Freundschaften verändern sich, wenn wir Kinder bekommen. Aber ist das schlimm?
Die Was-sich-ändert-wenn-Du-Kinder-hast-Liste
Claudia Weingärtner schreibt ihren einjährigen Zwillingen jeden Donnerstag auf ihrem Blog „Zwillimuddi“ einen Brief. Wir freuen uns, dass sie diesen auch bei uns veröffentlicht:
Liebe Elli, lieber Theo,
diese Woche hatte ich eine heftige Auseinandersetzung mit der Mama Eures Kumpels Ferdi. Es ging um die Briefe an Euch, meinen Blog, wie viel man von sich preisgibt und was lieber nicht. Die Diskussion endete versöhnlich, wir umarmten und küssten uns zum Abschied. Trotzdem ging mir das Gespräch so nahe, dass ich anschließend kurz darüber nachdachte, diese Sache mit dem Bloggen einfach komplett sein zu lassen: Bei irgendwem eckt man ja doch immer an – egal, ob es ums Stillen geht oder um Flüchtlinge, um Kitakram oder die Liebe.

---*---

Gib den obigen Text über Freundschaften, die sich mit Kindern verändern, vollständig und wortgetreu wieder.

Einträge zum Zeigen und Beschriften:
---*---

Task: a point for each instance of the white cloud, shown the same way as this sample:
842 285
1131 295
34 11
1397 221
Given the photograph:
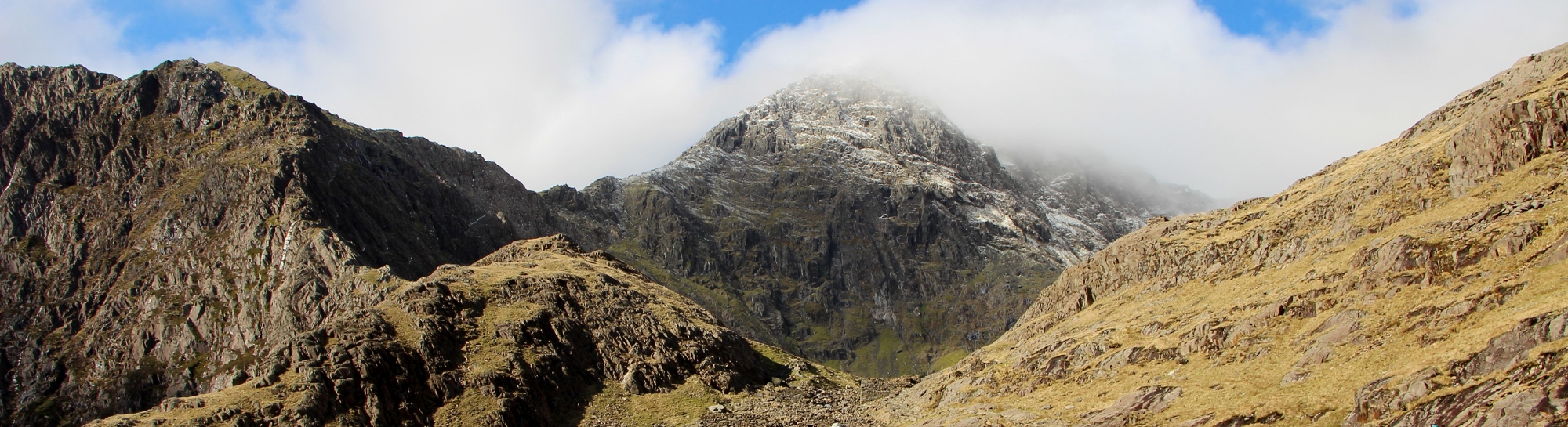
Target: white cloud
559 92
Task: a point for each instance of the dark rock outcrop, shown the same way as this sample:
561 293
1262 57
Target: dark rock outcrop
854 225
526 336
164 228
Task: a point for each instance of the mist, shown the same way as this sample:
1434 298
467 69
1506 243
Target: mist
559 92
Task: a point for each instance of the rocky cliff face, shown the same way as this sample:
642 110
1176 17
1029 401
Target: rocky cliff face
161 233
1420 283
526 336
851 223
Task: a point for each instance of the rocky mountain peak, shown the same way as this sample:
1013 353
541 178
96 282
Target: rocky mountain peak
851 222
851 117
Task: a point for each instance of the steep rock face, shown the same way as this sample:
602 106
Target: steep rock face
524 336
849 223
1420 283
161 230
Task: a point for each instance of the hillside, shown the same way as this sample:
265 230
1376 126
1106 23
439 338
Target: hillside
164 230
855 225
1420 283
539 333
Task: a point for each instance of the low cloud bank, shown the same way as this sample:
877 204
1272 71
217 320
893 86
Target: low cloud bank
559 92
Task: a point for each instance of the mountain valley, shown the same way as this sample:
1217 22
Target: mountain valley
195 247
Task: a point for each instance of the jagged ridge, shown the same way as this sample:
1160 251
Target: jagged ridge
161 230
852 223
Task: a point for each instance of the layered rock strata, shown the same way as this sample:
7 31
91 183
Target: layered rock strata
1420 283
854 225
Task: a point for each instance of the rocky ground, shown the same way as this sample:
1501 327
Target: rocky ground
161 230
852 223
1420 283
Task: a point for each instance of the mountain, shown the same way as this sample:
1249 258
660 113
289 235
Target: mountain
854 225
161 233
539 333
1420 283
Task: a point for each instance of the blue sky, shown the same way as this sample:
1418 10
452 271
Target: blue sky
1236 117
153 23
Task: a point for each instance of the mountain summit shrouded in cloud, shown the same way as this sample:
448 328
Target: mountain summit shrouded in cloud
565 92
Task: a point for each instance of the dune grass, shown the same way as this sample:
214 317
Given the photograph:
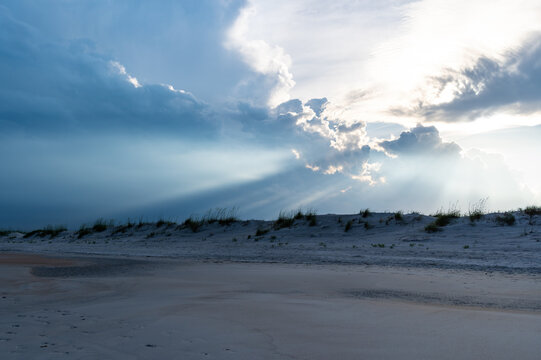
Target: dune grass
477 210
506 218
49 230
285 220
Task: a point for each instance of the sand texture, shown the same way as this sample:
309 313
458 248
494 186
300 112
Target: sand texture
95 307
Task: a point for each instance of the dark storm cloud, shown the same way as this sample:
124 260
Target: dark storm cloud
420 140
489 86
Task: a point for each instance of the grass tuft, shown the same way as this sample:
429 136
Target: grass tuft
284 220
349 224
261 232
506 218
432 228
49 230
193 223
477 210
83 231
100 225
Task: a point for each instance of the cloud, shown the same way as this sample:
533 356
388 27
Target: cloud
512 85
49 86
271 61
421 140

---*---

KORREKTE LÖSUNG:
Freundschaften verändern sich, wenn wir Kinder bekommen. Aber ist das schlimm?
Die Was-sich-ändert-wenn-Du-Kinder-hast-Liste
Claudia Weingärtner schreibt ihren einjährigen Zwillingen jeden Donnerstag auf ihrem Blog „Zwillimuddi“ einen Brief. Wir freuen uns, dass sie diesen auch bei uns veröffentlicht:
Liebe Elli, lieber Theo,
diese Woche hatte ich eine heftige Auseinandersetzung mit der Mama Eures Kumpels Ferdi. Es ging um die Briefe an Euch, meinen Blog, wie viel man von sich preisgibt und was lieber nicht. Die Diskussion endete versöhnlich, wir umarmten und küssten uns zum Abschied. Trotzdem ging mir das Gespräch so nahe, dass ich anschließend kurz darüber nachdachte, diese Sache mit dem Bloggen einfach komplett sein zu lassen: Bei irgendwem eckt man ja doch immer an – egal, ob es ums Stillen geht oder um Flüchtlinge, um Kitakram oder die Liebe.